### TASK DETAILS
Give again, exactly, every line of the entries below from the one that has "Put one point on every instance of the butterfly" to the last.
........
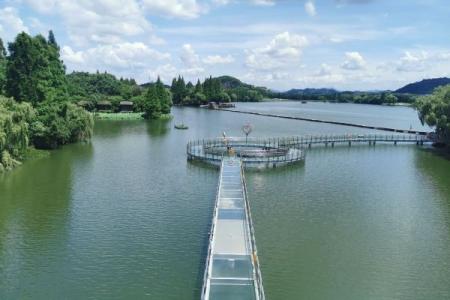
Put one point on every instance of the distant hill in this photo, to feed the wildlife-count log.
(309, 91)
(423, 87)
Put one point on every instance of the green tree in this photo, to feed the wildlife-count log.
(34, 71)
(2, 67)
(152, 106)
(434, 110)
(60, 123)
(15, 119)
(163, 97)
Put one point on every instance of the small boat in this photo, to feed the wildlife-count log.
(181, 126)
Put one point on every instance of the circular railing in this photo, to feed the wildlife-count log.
(254, 152)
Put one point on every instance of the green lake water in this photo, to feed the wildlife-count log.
(127, 217)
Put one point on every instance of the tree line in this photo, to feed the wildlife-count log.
(434, 110)
(34, 100)
(376, 98)
(216, 89)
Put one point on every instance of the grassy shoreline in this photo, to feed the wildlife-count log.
(125, 116)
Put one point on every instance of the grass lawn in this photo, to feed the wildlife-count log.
(118, 116)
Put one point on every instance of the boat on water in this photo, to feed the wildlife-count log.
(181, 126)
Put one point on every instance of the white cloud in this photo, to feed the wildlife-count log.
(221, 2)
(186, 9)
(71, 56)
(263, 2)
(283, 50)
(10, 23)
(191, 61)
(354, 61)
(310, 8)
(410, 62)
(217, 59)
(324, 70)
(119, 57)
(188, 56)
(90, 22)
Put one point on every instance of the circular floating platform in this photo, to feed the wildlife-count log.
(254, 153)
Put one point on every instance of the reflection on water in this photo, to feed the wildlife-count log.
(127, 217)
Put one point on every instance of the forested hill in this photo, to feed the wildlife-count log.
(423, 87)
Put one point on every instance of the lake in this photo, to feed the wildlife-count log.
(127, 217)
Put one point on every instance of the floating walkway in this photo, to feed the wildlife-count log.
(325, 121)
(254, 153)
(232, 268)
(273, 152)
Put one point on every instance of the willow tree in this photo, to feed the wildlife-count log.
(434, 110)
(60, 123)
(34, 70)
(15, 120)
(2, 67)
(152, 105)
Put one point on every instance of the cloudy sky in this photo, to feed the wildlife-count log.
(281, 44)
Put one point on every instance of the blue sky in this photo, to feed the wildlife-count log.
(344, 44)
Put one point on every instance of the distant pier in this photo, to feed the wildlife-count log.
(327, 122)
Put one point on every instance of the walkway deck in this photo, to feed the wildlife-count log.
(232, 269)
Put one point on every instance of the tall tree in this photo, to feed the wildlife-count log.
(152, 106)
(52, 40)
(163, 96)
(434, 110)
(34, 71)
(2, 67)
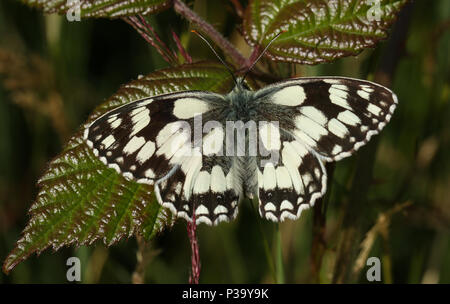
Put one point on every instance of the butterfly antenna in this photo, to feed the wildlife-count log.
(217, 55)
(262, 53)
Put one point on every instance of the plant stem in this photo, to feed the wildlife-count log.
(143, 256)
(279, 256)
(239, 60)
(195, 255)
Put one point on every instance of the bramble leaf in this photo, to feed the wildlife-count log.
........
### OUTPUT OF THE TASK
Put one point on every instance of the butterfly antenna in this photo, to feed the wildlife-count log.
(217, 55)
(262, 53)
Put one point on every instance of the plant stem in this photo, to feed the wildlife-count log.
(143, 256)
(279, 256)
(239, 60)
(195, 255)
Put one point on every instance of the bramble leaf in this photo, to feed the wildlife-count log.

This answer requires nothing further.